_Ihre Aufgaben_.
a. Geben Sie aus dem Textauszug die Stelle von „Strahm zieht für“ bis einschließlich „hochen Ausländeranteil aus.“ wortgetreu aus.
b. Wie viele Arbeitslose aus dem Gastgewerbe melden die RAV laut dem Textauszug?
c. Erklären Sie in ein bis drei Sätzen anhand des Textauszugs, warum die Banken- und Informatikbranche nach eigener Aussage Fachkräfte nur noch im Ausland rekrutieren kann.

_Vorliegender Textauszug_.

Strahm zieht für seine These die Statistiken zur Hand und zeigt auf, dass im Dezember 5300 Gesundheitsfachleute arbeitslos seien, derweil die Spitäler lauthals den Mangel an Pflegepersonal beklagen. Auch die Banken und Informatikbranche sagt, sie könne nur noch Fachkräfte im Ausland rekrutieren, im Inland sei dieser erschöpft. Gleichzeitig sind aber 3717 Bankenfachleute und 3061 IT-Fachleute als arbeitslos registriert. Die RAV melden 13814 Arbeitslose aus dem Gastgewerbe und 19951 arbeitslose Baukräfte. Auch diese Branchen zeichnen sich durch einen exzessiv hochen Ausländeranteil aus.

Auch Tourismus- und Kommunikationsbranche will keine älteren Schweizer

Zwei weitere Beispiele aus der Tourismus- und Kommunikationsbranche. In vielen Schweizer Hotels werden die Gäste von einem deutschen Receptionisten empfangen, von einem deutschen Koch bekocht und von einer deutschen Spa-Therapeutin betreut. Weit über 50% Prozent aller Kommunikationsstellen in der gehobenen Hotellerie und in der Industrie sind mit deutschen PR-Damen besetzt.

Auch in den PR-Agenturen und Medienhäusern gibt es einen hohen Anteil Mitarbeiterinnen und Mitarbeiter aus dem nördlichen Nachbarland. Dieser Trend hat schon vor der Finanzkrise Einzug gehalten. Damals schon konnte man als Kommunikationsfachmann beobachten, wir monatlich ein oder zwei PR-Mitarbeiterinnen aus den Metropolen und Hamburg ein Mail schrieben, sie kämen jetzt auch in die Schweiz arbeiten und hätten eine Stelle in einem Hotel erhalten.

_Datensätze_.
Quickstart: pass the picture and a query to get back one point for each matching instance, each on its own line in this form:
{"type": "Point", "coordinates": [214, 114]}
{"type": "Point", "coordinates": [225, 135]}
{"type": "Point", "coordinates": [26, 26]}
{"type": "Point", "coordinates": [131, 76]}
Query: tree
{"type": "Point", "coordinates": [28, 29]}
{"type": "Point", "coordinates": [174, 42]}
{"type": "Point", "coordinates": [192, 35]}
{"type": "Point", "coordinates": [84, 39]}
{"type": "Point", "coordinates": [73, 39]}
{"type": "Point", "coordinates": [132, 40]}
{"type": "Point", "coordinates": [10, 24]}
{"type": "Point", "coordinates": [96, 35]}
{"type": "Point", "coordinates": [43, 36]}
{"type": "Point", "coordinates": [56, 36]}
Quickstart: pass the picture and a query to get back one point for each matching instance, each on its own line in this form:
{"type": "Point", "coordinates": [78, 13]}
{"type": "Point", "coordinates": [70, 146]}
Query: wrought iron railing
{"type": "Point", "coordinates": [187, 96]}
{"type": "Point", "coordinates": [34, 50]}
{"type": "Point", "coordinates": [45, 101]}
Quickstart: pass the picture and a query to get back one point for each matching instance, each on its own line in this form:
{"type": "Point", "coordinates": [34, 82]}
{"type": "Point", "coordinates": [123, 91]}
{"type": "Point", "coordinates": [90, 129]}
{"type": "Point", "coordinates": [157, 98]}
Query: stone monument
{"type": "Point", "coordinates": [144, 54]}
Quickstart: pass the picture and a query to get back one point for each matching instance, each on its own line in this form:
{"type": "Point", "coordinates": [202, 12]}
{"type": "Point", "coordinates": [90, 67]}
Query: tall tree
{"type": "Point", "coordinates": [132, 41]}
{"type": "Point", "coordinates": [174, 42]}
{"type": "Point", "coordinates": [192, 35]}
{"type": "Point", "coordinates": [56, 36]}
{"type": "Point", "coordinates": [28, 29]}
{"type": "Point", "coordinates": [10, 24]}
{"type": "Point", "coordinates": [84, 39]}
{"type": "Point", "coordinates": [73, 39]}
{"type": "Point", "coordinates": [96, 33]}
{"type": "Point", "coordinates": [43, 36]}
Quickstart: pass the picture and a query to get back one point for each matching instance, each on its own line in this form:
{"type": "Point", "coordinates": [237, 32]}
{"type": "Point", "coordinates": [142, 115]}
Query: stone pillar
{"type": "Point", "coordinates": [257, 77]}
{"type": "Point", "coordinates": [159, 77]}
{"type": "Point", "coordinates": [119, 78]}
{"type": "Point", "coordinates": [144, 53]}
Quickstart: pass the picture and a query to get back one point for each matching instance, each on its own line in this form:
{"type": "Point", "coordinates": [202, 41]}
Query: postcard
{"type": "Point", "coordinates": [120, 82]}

_Antwortliste_.
a.
Strahm zieht für seine These die Statistiken zur Hand und zeigt auf, dass im Dezember 5300 Gesundheitsfachleute arbeitslos seien, derweil die Spitäler lauthals den Mangel an Pflegepersonal beklagen. Auch die Banken und Informatikbranche sagt, sie könne nur noch Fachkräfte im Ausland rekrutieren, im Inland sei dieser erschöpft. Gleichzeitig sind aber 3717 Bankenfachleute und 3061 IT-Fachleute als arbeitslos registriert. Die RAV melden 13814 Arbeitslose aus dem Gastgewerbe und 19951 arbeitslose Baukräfte. Auch diese Branchen zeichnen sich durch einen exzessiv hochen Ausländeranteil aus.

b. 13814

c. Die Branche gibt an, dass die Fachkräfte im Inland erschöpft seien. Deshalb könne sie nur noch im Ausland rekrutieren.